— begin —

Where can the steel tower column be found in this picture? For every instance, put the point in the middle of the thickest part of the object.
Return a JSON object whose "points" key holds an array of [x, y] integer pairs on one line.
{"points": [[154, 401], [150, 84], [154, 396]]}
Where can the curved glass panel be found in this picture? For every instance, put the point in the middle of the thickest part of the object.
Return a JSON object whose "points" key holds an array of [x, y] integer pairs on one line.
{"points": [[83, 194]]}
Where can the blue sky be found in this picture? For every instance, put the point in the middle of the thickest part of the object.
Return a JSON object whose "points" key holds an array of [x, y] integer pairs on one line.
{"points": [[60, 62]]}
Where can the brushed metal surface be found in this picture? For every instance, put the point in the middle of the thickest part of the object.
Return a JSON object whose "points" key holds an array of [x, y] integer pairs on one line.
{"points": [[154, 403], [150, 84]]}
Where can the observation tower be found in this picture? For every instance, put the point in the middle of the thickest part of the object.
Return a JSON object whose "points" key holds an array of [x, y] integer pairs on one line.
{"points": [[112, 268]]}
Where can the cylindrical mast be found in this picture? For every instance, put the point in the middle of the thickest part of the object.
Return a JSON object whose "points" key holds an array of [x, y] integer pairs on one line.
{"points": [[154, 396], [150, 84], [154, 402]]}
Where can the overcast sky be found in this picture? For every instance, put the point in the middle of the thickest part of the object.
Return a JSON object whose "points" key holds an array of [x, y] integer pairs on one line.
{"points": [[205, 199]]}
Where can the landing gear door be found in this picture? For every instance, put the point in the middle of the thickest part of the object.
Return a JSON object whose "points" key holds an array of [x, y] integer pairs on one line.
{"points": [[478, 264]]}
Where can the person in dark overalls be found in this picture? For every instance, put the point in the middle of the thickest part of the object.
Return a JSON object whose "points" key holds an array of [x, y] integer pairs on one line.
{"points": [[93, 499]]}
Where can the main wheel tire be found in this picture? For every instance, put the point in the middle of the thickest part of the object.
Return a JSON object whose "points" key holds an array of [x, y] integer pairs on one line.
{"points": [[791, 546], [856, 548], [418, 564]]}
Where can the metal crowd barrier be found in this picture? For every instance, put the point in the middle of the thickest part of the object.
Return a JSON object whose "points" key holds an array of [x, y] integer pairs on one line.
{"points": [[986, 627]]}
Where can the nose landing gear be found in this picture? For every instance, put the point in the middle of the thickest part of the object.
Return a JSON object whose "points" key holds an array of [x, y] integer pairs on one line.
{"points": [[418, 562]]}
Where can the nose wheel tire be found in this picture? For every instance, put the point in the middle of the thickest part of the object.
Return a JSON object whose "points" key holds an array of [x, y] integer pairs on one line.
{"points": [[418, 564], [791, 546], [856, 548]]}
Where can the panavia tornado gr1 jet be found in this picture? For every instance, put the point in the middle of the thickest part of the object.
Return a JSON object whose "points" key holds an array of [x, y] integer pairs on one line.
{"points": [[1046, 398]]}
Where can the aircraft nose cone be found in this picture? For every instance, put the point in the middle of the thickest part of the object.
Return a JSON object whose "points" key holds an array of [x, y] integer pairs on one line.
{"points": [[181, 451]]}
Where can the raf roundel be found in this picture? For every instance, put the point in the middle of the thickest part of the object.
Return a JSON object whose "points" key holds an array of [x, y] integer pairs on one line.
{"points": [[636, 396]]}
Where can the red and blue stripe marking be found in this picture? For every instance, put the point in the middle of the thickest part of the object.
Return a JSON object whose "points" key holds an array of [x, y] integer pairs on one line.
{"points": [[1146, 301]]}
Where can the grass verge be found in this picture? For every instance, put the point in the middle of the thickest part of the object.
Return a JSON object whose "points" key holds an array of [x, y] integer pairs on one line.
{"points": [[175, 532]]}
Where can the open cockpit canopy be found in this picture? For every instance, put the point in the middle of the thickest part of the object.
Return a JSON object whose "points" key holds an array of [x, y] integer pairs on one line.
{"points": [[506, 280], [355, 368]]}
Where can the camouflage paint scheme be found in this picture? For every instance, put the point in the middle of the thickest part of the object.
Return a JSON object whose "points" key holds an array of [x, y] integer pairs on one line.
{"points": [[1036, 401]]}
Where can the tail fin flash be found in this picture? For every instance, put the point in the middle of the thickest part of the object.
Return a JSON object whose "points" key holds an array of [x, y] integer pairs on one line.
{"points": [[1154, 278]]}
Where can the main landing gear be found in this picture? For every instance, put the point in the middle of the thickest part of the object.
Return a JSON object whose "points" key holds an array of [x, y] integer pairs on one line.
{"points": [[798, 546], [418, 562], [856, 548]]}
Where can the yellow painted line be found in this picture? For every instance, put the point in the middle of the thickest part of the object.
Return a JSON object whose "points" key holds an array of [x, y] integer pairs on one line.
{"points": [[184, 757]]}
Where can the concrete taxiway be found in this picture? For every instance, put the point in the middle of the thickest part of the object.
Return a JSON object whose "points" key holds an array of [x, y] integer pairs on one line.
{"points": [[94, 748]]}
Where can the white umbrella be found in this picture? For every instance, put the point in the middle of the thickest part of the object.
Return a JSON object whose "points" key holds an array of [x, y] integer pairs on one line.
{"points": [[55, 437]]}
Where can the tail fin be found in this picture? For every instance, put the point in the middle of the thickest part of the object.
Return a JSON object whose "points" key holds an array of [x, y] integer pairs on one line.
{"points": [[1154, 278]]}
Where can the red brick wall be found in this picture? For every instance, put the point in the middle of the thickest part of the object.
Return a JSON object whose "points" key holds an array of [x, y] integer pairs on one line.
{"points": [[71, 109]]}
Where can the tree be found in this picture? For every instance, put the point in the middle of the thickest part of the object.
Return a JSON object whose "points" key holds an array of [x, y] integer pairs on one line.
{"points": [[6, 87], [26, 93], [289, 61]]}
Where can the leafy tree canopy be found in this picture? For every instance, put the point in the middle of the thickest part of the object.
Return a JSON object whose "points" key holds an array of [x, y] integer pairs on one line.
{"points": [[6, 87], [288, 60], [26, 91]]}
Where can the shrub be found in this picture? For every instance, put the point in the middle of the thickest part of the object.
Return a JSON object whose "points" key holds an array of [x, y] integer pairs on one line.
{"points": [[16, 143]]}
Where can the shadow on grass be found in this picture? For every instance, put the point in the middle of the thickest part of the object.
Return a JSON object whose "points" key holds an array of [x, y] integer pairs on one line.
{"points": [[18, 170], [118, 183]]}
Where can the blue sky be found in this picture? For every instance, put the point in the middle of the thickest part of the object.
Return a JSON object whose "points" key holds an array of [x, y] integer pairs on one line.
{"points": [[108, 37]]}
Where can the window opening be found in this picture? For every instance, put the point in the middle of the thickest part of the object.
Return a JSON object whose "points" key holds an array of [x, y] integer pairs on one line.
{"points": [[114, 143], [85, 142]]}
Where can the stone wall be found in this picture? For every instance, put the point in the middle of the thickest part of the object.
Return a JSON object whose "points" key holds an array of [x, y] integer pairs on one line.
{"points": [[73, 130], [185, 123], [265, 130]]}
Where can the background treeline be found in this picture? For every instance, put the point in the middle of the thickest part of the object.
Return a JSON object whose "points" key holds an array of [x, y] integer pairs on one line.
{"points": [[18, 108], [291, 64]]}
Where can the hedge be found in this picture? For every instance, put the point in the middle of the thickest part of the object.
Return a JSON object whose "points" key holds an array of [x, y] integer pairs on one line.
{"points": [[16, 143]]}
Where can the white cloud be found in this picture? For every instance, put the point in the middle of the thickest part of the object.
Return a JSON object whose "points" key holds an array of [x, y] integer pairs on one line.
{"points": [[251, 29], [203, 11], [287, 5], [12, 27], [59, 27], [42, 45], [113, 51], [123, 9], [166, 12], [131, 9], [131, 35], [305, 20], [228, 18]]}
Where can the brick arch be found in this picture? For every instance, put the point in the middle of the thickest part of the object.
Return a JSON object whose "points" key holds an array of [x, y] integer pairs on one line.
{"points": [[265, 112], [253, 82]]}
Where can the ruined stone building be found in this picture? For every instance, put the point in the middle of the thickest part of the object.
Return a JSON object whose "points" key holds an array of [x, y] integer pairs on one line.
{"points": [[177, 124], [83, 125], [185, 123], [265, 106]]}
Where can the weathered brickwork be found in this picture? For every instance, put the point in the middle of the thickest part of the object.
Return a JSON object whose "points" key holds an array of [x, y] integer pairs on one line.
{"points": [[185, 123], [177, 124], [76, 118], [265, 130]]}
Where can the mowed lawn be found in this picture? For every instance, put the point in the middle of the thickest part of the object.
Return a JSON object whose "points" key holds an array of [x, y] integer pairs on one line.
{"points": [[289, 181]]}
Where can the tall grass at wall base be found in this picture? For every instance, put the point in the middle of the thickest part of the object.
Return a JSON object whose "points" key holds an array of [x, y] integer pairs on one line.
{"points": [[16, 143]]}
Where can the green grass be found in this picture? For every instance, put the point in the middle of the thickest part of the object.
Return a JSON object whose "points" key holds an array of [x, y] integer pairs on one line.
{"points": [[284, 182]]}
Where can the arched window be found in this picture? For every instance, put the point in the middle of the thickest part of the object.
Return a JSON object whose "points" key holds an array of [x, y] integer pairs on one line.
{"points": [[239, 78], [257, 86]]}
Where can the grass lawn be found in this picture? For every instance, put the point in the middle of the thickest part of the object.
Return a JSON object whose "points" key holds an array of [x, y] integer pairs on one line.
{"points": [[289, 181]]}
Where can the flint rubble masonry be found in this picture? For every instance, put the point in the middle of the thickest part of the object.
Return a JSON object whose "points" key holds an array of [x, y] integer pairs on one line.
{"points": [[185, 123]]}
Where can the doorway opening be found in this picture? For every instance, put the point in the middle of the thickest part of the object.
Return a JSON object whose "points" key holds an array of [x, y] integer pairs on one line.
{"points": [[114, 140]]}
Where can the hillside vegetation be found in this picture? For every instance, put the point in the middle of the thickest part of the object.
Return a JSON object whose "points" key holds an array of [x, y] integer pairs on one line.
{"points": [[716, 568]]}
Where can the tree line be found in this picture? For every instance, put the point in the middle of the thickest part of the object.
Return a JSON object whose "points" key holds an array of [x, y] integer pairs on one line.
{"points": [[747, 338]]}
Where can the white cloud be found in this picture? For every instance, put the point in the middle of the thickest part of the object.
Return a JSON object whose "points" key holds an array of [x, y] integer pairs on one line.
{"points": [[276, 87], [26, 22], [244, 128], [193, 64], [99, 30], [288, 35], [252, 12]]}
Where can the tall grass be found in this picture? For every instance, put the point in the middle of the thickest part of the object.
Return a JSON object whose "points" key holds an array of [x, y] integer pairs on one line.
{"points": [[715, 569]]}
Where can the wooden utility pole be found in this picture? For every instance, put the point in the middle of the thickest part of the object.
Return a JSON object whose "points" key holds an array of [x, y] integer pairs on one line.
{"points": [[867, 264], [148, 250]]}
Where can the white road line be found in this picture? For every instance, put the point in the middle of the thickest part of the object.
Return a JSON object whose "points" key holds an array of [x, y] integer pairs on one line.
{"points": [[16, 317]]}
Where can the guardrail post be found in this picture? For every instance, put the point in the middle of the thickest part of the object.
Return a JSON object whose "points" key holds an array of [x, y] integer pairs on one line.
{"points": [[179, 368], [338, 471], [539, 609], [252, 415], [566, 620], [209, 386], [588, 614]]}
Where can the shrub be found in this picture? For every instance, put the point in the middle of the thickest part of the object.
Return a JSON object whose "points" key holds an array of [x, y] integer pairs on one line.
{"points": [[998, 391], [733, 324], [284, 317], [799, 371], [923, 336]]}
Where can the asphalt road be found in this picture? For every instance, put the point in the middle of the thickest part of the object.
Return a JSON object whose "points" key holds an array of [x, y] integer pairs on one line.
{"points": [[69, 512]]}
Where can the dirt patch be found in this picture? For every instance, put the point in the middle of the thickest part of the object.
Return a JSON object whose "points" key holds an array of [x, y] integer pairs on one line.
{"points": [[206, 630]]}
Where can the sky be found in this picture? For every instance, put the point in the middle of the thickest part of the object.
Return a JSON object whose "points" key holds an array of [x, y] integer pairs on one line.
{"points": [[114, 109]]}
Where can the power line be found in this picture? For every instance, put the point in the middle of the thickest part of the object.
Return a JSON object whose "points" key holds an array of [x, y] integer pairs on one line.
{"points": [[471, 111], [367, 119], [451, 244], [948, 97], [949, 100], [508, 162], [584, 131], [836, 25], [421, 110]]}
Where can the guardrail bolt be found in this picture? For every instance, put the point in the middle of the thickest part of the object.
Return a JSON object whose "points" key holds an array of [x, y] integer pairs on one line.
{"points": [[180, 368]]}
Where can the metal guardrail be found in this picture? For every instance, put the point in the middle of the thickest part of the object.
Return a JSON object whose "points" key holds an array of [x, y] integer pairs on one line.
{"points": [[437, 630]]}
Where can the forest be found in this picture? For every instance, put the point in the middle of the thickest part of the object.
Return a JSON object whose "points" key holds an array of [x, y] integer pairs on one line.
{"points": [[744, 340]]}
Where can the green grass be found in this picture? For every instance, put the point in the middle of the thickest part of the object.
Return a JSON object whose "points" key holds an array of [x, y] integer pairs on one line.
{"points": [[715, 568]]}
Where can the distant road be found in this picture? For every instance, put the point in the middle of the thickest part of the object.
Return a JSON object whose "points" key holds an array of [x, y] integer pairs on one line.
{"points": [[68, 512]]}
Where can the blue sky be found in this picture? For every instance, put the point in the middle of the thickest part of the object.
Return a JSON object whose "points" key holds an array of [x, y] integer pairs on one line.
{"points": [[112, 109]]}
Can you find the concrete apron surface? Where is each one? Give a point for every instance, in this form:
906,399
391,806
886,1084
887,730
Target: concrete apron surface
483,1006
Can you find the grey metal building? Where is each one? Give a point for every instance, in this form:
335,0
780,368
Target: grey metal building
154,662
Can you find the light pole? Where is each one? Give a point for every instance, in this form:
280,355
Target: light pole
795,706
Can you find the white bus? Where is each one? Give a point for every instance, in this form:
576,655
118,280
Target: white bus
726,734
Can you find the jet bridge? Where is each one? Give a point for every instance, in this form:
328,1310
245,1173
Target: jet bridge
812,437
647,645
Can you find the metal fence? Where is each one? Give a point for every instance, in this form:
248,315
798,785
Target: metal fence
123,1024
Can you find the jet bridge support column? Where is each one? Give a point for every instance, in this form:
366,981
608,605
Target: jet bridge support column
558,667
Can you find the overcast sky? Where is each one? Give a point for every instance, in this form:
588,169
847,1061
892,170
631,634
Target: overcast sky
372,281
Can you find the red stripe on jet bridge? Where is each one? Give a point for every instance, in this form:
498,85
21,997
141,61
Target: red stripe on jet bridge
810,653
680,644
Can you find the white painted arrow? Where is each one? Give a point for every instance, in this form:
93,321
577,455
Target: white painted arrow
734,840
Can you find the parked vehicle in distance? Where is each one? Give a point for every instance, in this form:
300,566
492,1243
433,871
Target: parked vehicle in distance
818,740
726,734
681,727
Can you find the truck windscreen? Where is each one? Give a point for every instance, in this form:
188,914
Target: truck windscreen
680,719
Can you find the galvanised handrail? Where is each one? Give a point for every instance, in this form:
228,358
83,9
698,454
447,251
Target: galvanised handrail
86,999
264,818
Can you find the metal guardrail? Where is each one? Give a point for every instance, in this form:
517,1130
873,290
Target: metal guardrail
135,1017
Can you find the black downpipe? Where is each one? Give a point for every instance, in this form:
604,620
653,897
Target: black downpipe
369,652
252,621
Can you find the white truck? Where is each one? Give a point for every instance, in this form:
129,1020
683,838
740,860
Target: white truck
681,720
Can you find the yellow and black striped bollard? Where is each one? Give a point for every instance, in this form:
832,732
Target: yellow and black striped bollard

— end —

**Task to carry out**
Could you quote, exactly as they appear, the line containing "Can you find the overcast" and every line after it to the end of the records above?

**Full answer**
Can you find the overcast sky? Where is each one? Give a point for every instance, in this form:
588,169
847,1061
892,170
631,634
Target: overcast sky
372,281
Can you find the red stripe on jet bridge? Where is each one? Give a point for every instance, in this form:
498,85
21,997
141,61
Target: red stripe on jet bridge
810,653
680,644
Can you find the white painted arrow? Where is each one? Give a point for every instance, in this form:
93,321
577,455
Target: white painted arrow
734,840
Can you find the parked vehicle in distance? Where is each one? Give a point for every instance, in this form:
300,566
492,1243
433,871
Target: parked vehicle in distance
818,740
726,734
681,727
Can you find the truck windscreen? Where is each one? Give a point for every instance, in this form:
188,914
Target: truck windscreen
680,719
Can you find the galvanised handrail? Where is each one? Give a point for every instance, in this form:
228,358
83,9
698,454
447,251
Target: galvanised handrail
86,999
264,818
Can you find the metal guardrail? Where is each one? Give a point for every instance, in this form:
517,1130
873,290
Target: metal guardrail
135,1017
Can you find the black downpipe? Where is each one? Give a point for every instance, in this form:
604,620
653,897
Target: black downpipe
369,652
252,621
Can you find the white truck? Where is each one? Give a point for every instance, in this form:
129,1020
683,838
740,860
Target: white truck
681,720
Can you find the yellow and black striped bollard? Where is each one? Give a point for every instance, in this form:
832,732
Target: yellow and black striped bollard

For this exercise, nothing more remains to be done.